EXCERPTED RECORDS START
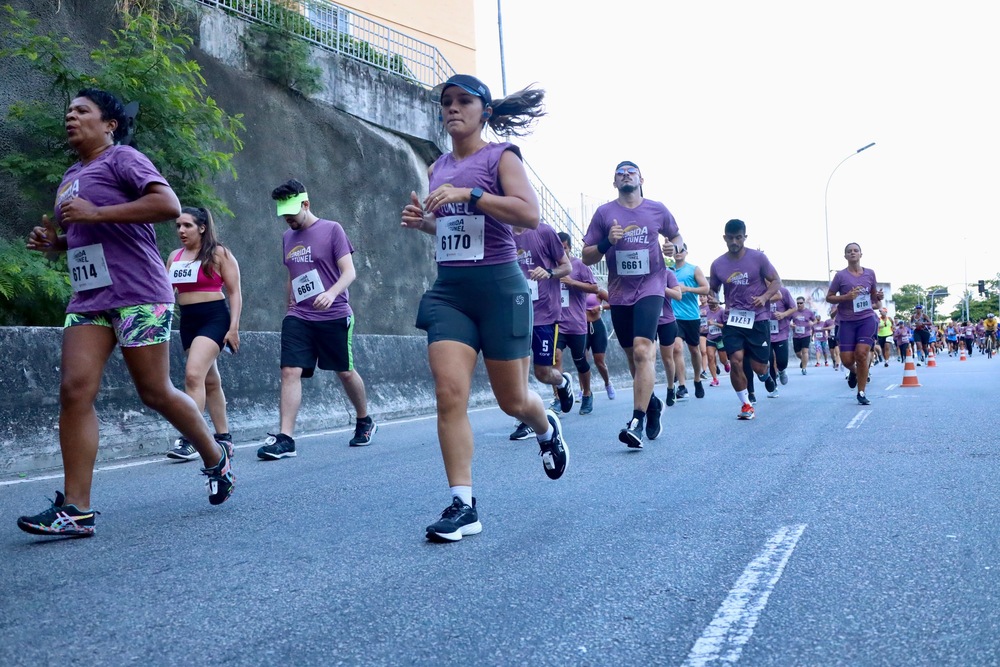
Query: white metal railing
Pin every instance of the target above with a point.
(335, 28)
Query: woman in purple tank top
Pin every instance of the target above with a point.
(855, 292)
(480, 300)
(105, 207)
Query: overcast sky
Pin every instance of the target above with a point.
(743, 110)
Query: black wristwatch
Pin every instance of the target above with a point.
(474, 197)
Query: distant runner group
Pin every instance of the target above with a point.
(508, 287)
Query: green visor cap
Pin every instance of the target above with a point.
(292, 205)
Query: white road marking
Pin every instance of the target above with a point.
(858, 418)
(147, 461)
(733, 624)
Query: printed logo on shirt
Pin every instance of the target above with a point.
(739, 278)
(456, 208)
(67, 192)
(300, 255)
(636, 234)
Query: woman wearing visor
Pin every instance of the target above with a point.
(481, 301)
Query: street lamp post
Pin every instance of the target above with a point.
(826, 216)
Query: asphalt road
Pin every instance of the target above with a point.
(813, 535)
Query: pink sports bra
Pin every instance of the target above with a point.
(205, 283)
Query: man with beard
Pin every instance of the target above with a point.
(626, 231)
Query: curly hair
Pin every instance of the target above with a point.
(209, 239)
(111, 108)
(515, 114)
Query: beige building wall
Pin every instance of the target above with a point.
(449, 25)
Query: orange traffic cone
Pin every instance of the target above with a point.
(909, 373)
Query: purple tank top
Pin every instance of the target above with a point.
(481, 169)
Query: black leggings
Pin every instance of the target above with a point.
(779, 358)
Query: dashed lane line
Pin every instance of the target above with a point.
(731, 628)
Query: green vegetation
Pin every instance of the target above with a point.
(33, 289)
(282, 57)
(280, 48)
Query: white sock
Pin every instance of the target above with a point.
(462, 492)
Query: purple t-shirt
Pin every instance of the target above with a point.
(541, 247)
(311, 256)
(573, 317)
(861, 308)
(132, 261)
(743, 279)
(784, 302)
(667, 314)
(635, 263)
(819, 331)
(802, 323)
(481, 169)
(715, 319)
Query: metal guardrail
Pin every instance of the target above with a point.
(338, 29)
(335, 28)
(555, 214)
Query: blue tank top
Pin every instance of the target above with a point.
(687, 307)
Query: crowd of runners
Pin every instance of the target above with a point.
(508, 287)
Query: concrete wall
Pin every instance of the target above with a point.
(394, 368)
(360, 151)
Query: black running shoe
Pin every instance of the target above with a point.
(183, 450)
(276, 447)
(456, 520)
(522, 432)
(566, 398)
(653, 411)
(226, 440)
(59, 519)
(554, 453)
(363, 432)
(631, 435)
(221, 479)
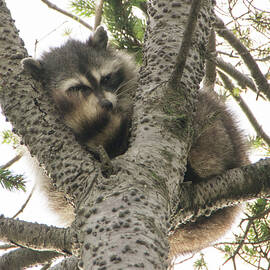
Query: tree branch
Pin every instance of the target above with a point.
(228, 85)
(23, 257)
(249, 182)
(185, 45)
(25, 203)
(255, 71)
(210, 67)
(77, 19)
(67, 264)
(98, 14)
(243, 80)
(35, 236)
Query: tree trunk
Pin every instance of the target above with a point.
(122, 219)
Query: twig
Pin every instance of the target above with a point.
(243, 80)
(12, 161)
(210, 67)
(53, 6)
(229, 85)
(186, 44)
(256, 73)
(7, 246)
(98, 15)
EXCERPTED RECORDS END
» WHAT THE TASK REQUIRES
Of the lines above, copy each that contains "shirt".

» EXERCISE OUTPUT
Query: printed logo on shirt
Query: purple t-shirt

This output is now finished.